======== Selected passage ========

I've been having fun trying to set up a secure Linux server to run a TMW-eA (tA) server. Perhaps this will be of interest or amusement to others.
As always, I welcome feedback.


I started with a few assumptions:
- I can stop some people, but not all.
- the crooks are smarter than I am.
- when they break in, they won't just mess up the game, they'll try to steal my data and get me in trouble with my internet provider or the police.

With those ideas in mind, I installed a dedicated Linux system to run the game server.

I manually disabled all network services except the TMW server and SSH (for shell logins). SSH is running on an alternate port and I've configured additional security options for it.

I set up a separate firewall in front of this server, effectively putting it in a DMZ. The firewall blocks any incoming traffic that I don't expect (so a crook couldn't install an FTP server here) and allows only the minimum of outbound traffic. Connections are logged. Even if someone takes total control of the server, they still can't change this firewall or attack my home network. Of course, I still configured iptables on the server too.

======== Stored data ========

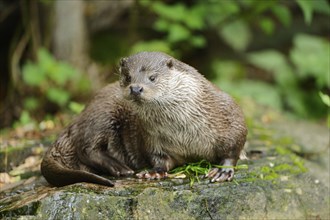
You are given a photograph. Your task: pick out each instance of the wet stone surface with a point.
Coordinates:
(279, 183)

========

→ **Brief**
Reproduce, word for word, the stretch of the write-up on securing a Linux game server that opens with the words containing "With those ideas" and closes with "options for it.".

→ **Final answer**
With those ideas in mind, I installed a dedicated Linux system to run the game server.

I manually disabled all network services except the TMW server and SSH (for shell logins). SSH is running on an alternate port and I've configured additional security options for it.